→ **DO THIS**: Gather every line of the outline records below that contains the word "Mark", treating uppercase and lowercase as different.

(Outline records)
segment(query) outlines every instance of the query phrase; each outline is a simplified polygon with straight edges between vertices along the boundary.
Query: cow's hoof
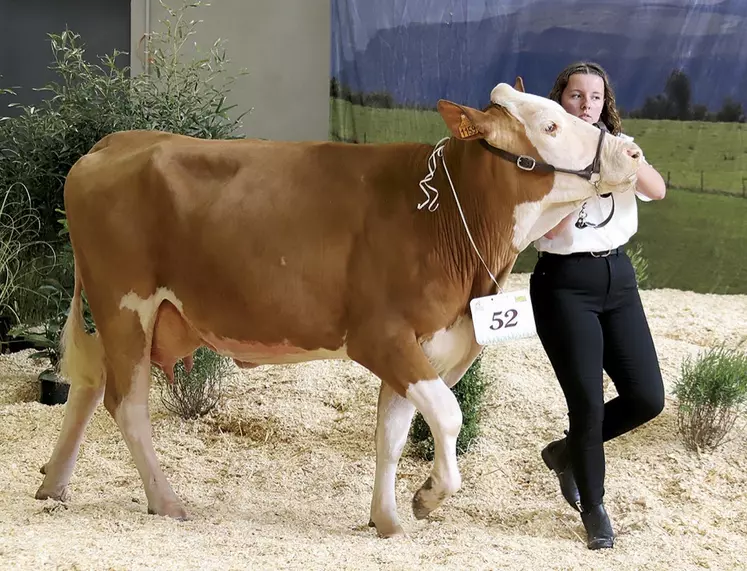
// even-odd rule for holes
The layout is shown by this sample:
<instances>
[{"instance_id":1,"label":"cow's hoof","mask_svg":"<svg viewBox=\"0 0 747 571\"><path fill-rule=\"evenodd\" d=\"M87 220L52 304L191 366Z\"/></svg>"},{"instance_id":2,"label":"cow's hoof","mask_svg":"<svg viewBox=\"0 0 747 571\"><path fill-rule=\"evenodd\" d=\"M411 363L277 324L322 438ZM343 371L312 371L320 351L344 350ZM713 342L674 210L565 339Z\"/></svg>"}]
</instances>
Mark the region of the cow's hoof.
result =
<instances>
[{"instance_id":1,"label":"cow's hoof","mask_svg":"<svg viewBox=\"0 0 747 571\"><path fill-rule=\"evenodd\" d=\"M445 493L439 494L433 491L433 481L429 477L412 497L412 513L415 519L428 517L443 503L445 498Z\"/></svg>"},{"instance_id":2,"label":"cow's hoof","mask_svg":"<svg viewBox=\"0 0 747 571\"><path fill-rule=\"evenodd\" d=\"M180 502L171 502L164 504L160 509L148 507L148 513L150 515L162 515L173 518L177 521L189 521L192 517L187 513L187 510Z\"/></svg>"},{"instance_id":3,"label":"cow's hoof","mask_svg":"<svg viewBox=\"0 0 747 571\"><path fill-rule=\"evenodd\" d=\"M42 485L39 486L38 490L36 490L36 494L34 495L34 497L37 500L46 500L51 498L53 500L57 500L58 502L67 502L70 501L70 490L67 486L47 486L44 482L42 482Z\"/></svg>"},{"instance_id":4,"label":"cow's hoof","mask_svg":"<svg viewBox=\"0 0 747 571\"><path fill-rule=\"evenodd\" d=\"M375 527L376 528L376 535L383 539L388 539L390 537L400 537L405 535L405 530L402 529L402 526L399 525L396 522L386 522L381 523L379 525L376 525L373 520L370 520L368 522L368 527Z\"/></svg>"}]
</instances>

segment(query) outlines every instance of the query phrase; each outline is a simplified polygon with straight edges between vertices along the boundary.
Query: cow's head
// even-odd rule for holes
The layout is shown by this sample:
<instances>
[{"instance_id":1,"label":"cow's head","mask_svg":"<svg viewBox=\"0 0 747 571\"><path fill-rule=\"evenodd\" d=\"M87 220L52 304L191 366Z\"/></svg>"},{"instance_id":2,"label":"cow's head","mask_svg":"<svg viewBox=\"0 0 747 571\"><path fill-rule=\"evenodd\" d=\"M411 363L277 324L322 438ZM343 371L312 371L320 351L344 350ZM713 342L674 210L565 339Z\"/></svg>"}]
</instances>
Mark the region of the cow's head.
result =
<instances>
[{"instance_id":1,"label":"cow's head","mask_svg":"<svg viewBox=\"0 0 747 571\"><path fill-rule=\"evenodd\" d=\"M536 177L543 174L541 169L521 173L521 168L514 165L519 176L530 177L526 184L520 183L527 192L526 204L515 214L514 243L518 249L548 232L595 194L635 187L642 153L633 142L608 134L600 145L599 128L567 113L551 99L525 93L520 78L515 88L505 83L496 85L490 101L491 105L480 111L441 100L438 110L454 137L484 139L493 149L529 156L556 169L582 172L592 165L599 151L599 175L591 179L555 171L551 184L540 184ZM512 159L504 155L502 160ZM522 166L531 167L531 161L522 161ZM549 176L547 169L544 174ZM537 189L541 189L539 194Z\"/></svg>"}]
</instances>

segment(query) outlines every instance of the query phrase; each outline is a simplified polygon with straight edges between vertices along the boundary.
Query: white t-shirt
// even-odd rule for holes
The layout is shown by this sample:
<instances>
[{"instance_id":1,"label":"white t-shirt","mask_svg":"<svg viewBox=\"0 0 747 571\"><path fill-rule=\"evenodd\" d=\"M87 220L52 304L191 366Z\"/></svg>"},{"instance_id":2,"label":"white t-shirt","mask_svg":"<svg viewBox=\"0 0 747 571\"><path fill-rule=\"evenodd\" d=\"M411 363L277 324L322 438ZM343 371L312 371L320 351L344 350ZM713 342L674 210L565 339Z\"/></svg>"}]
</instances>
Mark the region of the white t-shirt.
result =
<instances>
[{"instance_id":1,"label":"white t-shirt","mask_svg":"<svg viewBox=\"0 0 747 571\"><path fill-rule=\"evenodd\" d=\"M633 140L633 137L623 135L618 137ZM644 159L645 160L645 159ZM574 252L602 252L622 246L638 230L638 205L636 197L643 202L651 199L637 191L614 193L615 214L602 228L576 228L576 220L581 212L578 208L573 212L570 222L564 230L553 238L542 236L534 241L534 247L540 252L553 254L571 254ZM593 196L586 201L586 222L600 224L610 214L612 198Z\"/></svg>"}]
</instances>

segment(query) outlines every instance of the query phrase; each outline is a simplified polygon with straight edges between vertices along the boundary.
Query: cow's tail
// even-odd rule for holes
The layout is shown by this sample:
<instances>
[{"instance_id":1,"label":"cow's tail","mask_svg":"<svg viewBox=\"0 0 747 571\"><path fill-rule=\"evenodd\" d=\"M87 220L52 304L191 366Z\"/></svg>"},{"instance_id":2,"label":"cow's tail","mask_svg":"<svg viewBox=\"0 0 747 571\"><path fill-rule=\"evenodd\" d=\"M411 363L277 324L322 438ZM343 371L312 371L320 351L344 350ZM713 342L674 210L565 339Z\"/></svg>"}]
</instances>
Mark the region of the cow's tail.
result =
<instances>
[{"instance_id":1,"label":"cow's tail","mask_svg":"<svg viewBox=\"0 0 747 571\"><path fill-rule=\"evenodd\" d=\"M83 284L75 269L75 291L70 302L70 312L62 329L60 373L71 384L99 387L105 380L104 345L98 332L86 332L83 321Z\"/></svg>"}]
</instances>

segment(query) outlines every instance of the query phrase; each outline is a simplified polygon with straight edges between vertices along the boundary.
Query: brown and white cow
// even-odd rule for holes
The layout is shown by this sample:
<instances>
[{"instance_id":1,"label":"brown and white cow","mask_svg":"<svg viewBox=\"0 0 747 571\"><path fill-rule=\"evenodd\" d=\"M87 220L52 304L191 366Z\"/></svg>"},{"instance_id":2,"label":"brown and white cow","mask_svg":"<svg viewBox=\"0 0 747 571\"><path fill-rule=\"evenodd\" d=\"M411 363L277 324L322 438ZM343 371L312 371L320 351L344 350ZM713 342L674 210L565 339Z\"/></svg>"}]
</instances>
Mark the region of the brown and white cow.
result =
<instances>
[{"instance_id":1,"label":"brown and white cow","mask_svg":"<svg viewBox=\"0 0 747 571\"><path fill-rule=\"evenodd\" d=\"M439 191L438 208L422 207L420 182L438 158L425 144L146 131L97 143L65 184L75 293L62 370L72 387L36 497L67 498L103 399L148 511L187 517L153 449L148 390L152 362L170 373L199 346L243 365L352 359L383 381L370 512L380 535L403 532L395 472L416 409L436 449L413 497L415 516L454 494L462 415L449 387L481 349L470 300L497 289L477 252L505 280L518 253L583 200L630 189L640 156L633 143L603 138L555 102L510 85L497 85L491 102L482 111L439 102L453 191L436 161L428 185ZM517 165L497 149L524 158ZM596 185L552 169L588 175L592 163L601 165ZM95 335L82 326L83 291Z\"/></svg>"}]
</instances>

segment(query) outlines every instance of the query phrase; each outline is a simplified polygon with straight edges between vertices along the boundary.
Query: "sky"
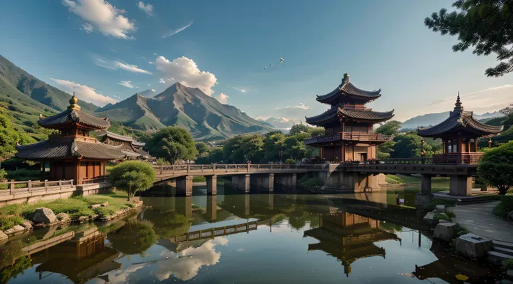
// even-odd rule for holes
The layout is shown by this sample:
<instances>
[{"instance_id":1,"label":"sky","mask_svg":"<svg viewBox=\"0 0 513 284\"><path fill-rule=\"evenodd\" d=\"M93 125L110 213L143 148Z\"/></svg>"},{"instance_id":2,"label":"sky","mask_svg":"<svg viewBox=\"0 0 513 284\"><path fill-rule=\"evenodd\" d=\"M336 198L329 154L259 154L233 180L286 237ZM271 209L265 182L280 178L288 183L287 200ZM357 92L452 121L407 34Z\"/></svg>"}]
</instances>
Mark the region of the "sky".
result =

→ **RESPONSE TO THE EXERCISE**:
Mark the region of the cow's hoof.
Mark the region of the cow's head.
Mark the region of the white t-shirt.
Mark the region of the cow's tail.
Mark the region of the brown and white cow.
Mark the region of the "sky".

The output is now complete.